Quoted text:
● ● ● ●
Why prosecutors charged Oxford school shooting suspect's parents

Oakland County Prosecutor Karen McDonald, a mother of five, says she’s never believed parents are responsible for everything their children do.
As an assistant prosecutor and family court judge, McDonald adds, she often felt “incredible compassion” for mothers stunned to discover their teenage sons implicated in crimes of stupefying violence.
But McDonald’s empathy for the mother of the 15-year-old charged in this week's massacre at Oxford High School was sorely tested when she read a social media post in which 43-year-old Jennifer Crumbley boasted of presenting her son with his own semi-automatic pistol three days before the shooting.
"Mom and son day testing out his new Xmas present," Jennifer Crumbley wrote in a social media post on Nov. 27, a day after her husband purchased the weapon at an Oxford gun shop.
Videotape obtained by prosecutors shows mother and son trying out the new pistol at a shooting range near their home Saturday. “Took my new Sig out to the range today,” the accused shooter wrote in his own Instagram post afterward. “Definitely need to get used to the new sites lol”.
McDonald said the mother-and-son posts are among several pieces of evidence that prompted her decision to charge Jennifer Crumbley and her husband, James, with involuntary manslaughter in the deaths of four students their son has been accused of shooting. The son was taken into custody at the high school Tuesday afternoon and is being held without bond on four counts of first-degree murder, multiple assault and weapons charges, and a single count of terrorism.
● ● ● ●
Data shown:
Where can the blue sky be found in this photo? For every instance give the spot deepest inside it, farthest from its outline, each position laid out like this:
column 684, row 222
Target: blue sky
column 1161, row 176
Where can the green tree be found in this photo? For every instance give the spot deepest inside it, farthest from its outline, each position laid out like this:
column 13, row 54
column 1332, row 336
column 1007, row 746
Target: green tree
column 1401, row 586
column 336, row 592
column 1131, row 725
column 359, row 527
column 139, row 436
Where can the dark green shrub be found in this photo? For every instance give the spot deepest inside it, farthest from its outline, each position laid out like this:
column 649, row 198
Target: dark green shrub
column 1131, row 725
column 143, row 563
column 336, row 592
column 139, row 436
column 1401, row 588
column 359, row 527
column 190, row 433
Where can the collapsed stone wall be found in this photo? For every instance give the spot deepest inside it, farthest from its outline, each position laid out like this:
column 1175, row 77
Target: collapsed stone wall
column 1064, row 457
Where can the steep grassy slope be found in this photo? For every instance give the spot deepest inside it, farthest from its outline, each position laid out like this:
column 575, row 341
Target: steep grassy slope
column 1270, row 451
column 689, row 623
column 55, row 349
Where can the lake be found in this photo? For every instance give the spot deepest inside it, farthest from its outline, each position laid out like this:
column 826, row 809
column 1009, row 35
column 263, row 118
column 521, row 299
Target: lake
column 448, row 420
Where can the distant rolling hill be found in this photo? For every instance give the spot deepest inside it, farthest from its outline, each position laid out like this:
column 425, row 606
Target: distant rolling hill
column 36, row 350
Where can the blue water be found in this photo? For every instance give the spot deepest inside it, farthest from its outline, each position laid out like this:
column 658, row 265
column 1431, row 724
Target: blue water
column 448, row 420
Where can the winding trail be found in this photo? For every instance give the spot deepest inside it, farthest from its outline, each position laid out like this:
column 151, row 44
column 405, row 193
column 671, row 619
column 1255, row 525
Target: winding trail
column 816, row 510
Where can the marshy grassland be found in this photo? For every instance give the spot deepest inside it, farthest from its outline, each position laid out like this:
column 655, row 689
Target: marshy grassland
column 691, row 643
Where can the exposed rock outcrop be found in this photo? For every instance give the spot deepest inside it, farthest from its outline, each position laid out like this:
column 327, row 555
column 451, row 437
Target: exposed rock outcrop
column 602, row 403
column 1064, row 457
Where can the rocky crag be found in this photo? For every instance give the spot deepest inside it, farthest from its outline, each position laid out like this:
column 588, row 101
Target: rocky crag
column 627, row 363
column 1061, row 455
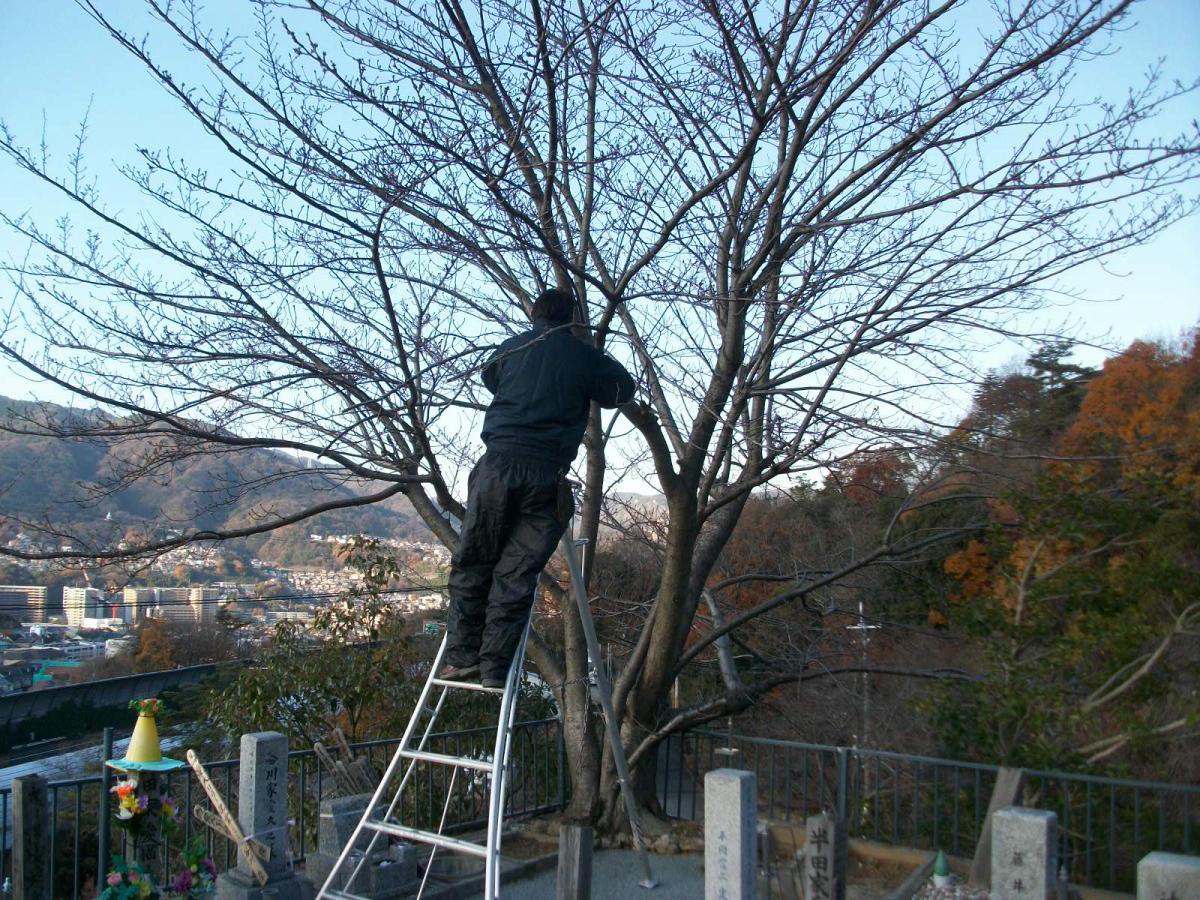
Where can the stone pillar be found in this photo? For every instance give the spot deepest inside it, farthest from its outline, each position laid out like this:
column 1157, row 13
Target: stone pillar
column 731, row 827
column 825, row 858
column 263, row 815
column 30, row 839
column 1007, row 792
column 574, row 862
column 1024, row 855
column 385, row 871
column 1168, row 876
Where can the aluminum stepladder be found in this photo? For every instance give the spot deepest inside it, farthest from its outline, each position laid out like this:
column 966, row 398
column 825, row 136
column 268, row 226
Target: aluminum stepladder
column 498, row 780
column 403, row 763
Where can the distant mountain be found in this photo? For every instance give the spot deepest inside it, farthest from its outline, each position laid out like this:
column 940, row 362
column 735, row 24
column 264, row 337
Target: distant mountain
column 67, row 483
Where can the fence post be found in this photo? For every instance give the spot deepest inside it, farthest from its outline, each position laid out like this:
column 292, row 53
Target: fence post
column 106, row 783
column 31, row 865
column 843, row 784
column 562, row 765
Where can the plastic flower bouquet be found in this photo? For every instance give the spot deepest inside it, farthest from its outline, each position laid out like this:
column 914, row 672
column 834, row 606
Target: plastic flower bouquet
column 129, row 881
column 198, row 877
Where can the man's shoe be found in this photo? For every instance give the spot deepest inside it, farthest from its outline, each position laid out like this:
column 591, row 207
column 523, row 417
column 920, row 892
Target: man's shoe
column 457, row 673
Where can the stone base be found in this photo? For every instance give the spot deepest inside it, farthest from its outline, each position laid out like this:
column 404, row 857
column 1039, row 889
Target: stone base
column 1168, row 876
column 235, row 885
column 384, row 874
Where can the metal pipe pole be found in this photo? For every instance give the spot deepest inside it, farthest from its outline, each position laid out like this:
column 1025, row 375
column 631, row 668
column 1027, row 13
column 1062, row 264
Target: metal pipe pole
column 603, row 689
column 106, row 783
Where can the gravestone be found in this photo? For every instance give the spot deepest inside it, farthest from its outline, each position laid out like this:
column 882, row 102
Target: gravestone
column 1168, row 876
column 1006, row 792
column 1024, row 855
column 30, row 838
column 384, row 871
column 263, row 815
column 825, row 858
column 731, row 827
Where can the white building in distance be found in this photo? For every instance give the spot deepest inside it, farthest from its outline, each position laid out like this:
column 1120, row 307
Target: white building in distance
column 79, row 604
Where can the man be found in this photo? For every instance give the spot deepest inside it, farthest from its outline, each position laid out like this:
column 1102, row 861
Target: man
column 519, row 503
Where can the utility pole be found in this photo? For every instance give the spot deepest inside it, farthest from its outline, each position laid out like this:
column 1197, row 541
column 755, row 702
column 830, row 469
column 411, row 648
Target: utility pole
column 864, row 640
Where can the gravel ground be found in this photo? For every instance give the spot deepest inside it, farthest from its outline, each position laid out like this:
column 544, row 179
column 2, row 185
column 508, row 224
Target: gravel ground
column 959, row 891
column 616, row 873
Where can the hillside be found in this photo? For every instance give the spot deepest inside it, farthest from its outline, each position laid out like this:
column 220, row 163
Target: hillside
column 64, row 484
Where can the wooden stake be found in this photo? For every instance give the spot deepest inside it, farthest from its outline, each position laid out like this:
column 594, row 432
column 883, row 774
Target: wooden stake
column 217, row 825
column 232, row 828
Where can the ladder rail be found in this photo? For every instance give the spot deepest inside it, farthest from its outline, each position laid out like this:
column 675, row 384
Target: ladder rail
column 497, row 780
column 501, row 759
column 389, row 774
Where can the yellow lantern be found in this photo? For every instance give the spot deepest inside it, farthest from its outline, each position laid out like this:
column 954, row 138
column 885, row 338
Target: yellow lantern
column 144, row 753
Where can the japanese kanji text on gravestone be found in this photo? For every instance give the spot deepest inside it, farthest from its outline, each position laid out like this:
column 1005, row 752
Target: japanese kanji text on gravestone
column 1024, row 855
column 731, row 826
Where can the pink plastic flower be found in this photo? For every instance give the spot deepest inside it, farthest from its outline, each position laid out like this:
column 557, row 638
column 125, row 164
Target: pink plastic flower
column 184, row 882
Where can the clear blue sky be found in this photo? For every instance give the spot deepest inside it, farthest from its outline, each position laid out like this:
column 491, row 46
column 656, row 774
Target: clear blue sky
column 57, row 63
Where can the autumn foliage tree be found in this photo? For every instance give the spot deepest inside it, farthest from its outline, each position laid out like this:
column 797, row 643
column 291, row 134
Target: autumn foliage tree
column 1084, row 593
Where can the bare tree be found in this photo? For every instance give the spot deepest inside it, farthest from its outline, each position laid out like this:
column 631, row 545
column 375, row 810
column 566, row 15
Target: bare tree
column 792, row 217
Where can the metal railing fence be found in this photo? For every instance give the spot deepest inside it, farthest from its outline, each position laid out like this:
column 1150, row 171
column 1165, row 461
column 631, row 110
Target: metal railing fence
column 79, row 808
column 1105, row 825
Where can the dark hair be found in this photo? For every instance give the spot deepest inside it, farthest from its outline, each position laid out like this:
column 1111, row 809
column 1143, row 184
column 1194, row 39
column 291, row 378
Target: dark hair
column 555, row 305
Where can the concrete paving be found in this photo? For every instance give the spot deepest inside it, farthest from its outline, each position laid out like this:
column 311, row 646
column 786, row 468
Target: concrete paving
column 615, row 875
● ● ● ●
Set problem 1:
In the article on why the Oxford shooting suspect's parents were charged, translate this sentence into Spanish: "Oakland County Prosecutor Karen McDonald, a mother of five, says she’s never believed parents are responsible for everything their children do."
Set problem 2:
According to the article on the charges against the Oxford shooting suspect's parents, what charge did McDonald bring against Jennifer and James Crumbley?
Set problem 3:
Write a continuation of the article on the charges against the Oxford shooting suspect's parents, picking up after its final sentence.

Result 1:
La fiscal del condado de Oakland, Karen McDonald, madre de cinco hijos, dice que nunca ha creído que los padres sean responsables de todo lo que hacen sus hijos.

Result 2:
Involuntary manslaughter.

Result 3:
An early Christmas gift
In a candid phone conversation before a Friday press conference, McDonald said that evidence detectives recovered after Tuesday's shooting convinced her that the Crumbleys had purchased the Sig Sauer pistol for their son’s use, that they failed to secure the gun properly, and that they ignored multiple red flags suggesting he posed a threat to others.
“I believe they bought that gun for him,” McDonald said of the parents. “I think they’re accountable, that there’s criminal culpability.”
Among the points the Oakland prosecutor cited to support her allegations:
• McDonald said James Crumbley was among about 50 followers of an Instagram account in which his son posted photos of his new gun and made clear his parents had provided it for his use.
• Alerted the day before the shooting that a teacher had found her son perusing the internet for ammunition during school hours, Jennifer Crumbley didn't return the school's call but alerted her son in an email:"Lol I'm. not.mad, you have to learn not.to.get.caught.
• Both parents attended a meeting in which Oxford High School administrators confronted their son the morning of the shooting about ominous messages he had written on a geometry class work sheet. The Crumbleys were summoned to the school after a teacher told superiors she had watched their son write: “The thoughts won’t stop. Help me” and "blood everywhere" beneath his sketch of a gun.
• Detectives said neither parent revealed during the meeting that their son might have access to a handgun. Investigators believe the pistol was already inside the backpack the boy carried to the principal’s office, but neither parent searched the backpack, and both left the school after agreeing to seek counseling for their son, leaving him to return to class.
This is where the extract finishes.